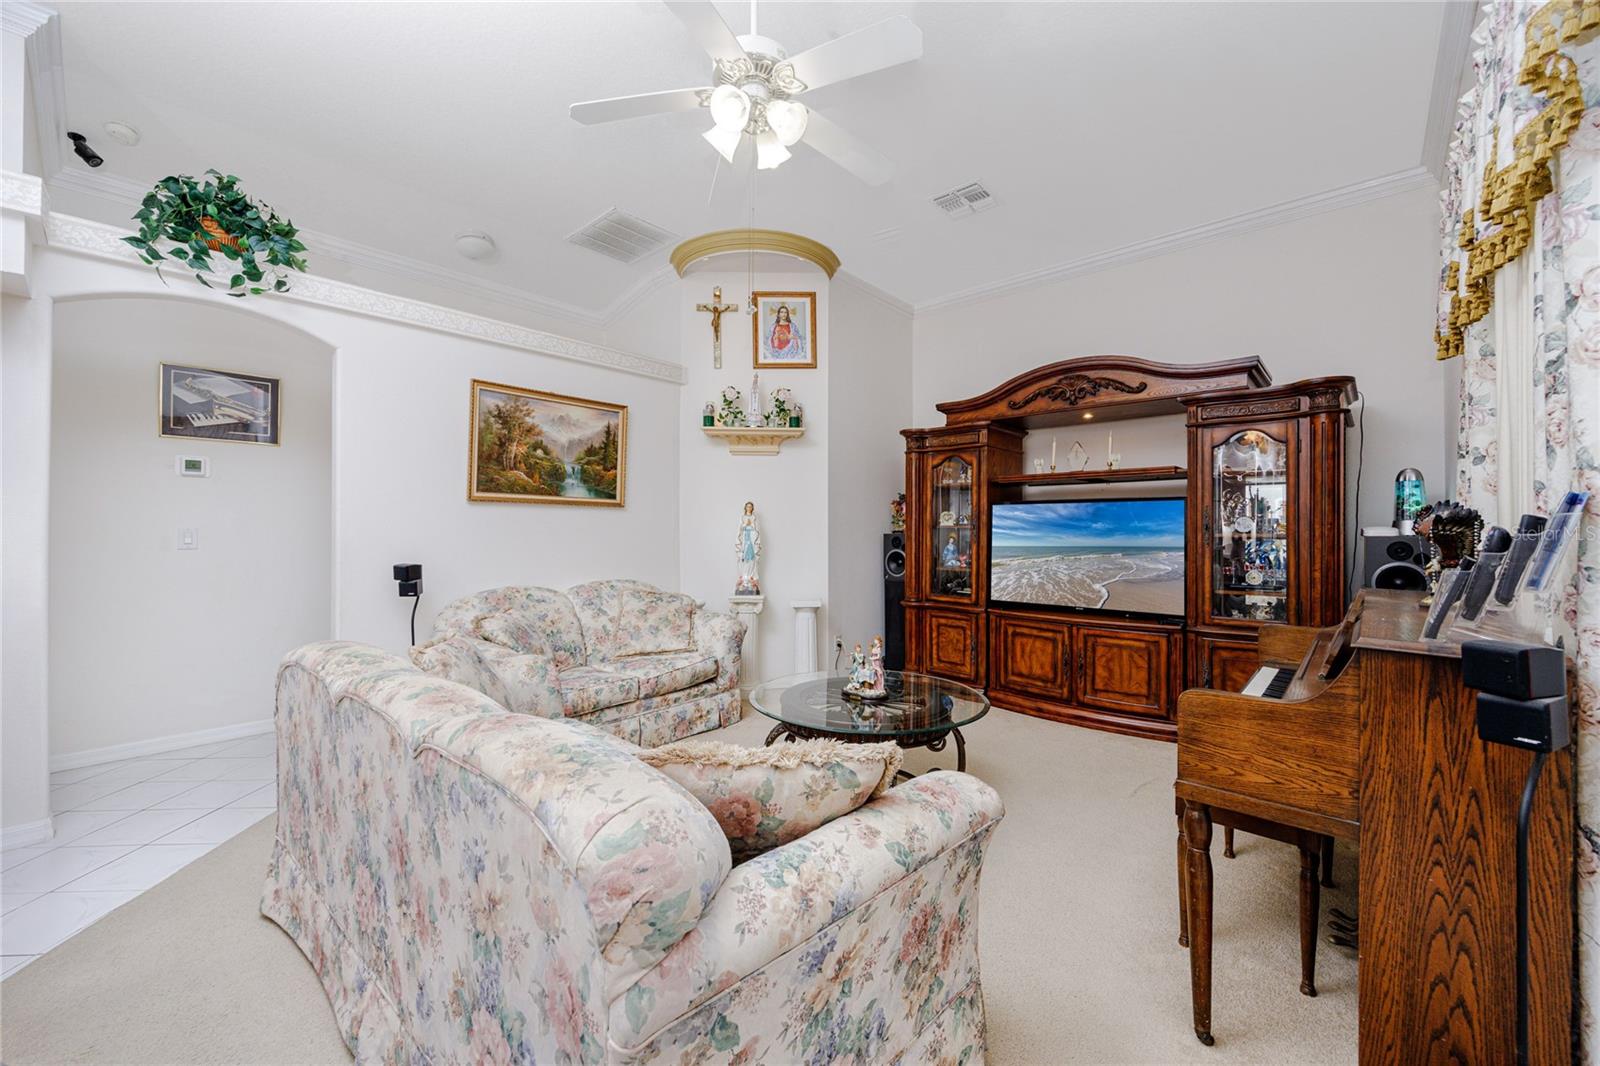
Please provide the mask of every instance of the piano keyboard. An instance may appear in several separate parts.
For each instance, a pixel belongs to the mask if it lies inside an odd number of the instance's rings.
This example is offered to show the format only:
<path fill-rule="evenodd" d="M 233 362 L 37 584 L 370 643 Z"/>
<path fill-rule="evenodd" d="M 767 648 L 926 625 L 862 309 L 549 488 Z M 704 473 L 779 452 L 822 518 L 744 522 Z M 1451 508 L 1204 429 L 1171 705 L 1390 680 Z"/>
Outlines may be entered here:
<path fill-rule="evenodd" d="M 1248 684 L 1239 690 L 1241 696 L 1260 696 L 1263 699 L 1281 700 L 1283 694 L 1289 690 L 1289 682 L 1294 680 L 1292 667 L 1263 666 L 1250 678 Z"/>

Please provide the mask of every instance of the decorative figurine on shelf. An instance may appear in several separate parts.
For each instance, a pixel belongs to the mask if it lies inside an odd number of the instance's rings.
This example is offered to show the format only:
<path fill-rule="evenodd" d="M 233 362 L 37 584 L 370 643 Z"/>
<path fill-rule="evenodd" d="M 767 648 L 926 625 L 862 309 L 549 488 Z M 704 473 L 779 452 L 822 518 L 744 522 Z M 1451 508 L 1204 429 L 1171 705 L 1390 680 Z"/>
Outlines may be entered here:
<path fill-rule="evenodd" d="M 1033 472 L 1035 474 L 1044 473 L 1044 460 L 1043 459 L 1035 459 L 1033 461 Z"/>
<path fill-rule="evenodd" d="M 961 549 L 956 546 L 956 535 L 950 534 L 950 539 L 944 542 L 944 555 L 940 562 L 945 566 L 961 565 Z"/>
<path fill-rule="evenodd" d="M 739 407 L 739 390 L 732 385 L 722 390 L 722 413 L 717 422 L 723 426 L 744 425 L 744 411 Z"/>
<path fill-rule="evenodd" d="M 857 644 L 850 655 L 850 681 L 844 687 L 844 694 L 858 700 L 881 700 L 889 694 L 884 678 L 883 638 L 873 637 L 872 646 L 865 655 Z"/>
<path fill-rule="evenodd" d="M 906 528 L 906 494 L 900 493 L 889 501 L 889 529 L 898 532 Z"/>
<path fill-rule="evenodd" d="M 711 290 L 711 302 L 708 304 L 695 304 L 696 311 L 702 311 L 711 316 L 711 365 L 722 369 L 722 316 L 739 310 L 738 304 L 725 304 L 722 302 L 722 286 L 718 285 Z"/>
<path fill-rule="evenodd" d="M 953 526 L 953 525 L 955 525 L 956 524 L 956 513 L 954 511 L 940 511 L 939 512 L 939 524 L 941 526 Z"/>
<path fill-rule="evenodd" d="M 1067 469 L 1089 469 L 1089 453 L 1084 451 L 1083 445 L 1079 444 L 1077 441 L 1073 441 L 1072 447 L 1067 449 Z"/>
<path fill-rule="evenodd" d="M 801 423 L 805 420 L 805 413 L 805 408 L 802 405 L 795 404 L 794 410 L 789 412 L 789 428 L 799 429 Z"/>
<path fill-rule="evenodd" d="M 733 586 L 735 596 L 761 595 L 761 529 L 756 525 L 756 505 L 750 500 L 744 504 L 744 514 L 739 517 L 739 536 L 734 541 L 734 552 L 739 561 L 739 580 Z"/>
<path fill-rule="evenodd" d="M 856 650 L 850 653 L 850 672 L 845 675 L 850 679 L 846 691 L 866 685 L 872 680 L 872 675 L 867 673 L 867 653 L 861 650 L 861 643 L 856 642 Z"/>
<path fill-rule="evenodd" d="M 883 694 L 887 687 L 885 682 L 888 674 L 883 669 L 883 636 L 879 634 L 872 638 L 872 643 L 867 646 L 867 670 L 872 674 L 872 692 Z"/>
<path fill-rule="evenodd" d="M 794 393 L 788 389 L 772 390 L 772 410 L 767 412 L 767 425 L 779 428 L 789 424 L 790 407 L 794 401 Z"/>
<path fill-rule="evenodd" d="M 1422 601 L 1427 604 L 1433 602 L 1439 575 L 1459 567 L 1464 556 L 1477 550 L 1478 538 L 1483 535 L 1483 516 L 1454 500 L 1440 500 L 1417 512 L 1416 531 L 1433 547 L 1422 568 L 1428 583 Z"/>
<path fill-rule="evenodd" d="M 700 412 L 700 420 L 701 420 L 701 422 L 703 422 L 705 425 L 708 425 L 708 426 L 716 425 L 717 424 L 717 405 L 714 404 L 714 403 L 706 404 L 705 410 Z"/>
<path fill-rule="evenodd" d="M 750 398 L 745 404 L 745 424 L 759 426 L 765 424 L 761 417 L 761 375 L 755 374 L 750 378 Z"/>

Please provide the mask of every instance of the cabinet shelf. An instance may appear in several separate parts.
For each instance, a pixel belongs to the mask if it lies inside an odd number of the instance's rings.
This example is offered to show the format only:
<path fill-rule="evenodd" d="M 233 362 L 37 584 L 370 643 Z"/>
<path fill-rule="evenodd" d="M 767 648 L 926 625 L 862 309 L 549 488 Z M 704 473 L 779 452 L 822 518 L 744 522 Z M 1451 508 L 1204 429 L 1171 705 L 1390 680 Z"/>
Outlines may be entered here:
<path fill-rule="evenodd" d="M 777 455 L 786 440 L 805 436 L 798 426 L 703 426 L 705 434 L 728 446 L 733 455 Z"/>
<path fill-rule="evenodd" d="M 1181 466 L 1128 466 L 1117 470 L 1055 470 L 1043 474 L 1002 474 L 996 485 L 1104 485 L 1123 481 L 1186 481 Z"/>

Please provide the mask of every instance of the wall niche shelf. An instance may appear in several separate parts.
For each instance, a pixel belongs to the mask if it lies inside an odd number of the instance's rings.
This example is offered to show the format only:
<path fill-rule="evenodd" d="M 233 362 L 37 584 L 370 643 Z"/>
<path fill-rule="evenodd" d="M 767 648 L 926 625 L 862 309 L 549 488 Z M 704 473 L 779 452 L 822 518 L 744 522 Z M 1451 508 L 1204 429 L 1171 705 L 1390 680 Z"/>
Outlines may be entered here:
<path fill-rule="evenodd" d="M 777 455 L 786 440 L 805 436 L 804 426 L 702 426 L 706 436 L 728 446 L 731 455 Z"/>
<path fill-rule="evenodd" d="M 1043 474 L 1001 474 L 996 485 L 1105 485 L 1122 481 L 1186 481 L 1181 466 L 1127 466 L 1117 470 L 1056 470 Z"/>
------------
§ **Task directions**:
If a line in the records contains the word "shelf", copy it out.

§ **Exercise solution**:
Please provide the mask of every instance of the decorative figurine on shelf. An instance may appear in several separate parts.
Please provide the mask of every instance of the cabinet shelf. An instance may appear in several separate parts.
Please provide the mask of every instance of the wall niche shelf. An instance may appear in several separate parts.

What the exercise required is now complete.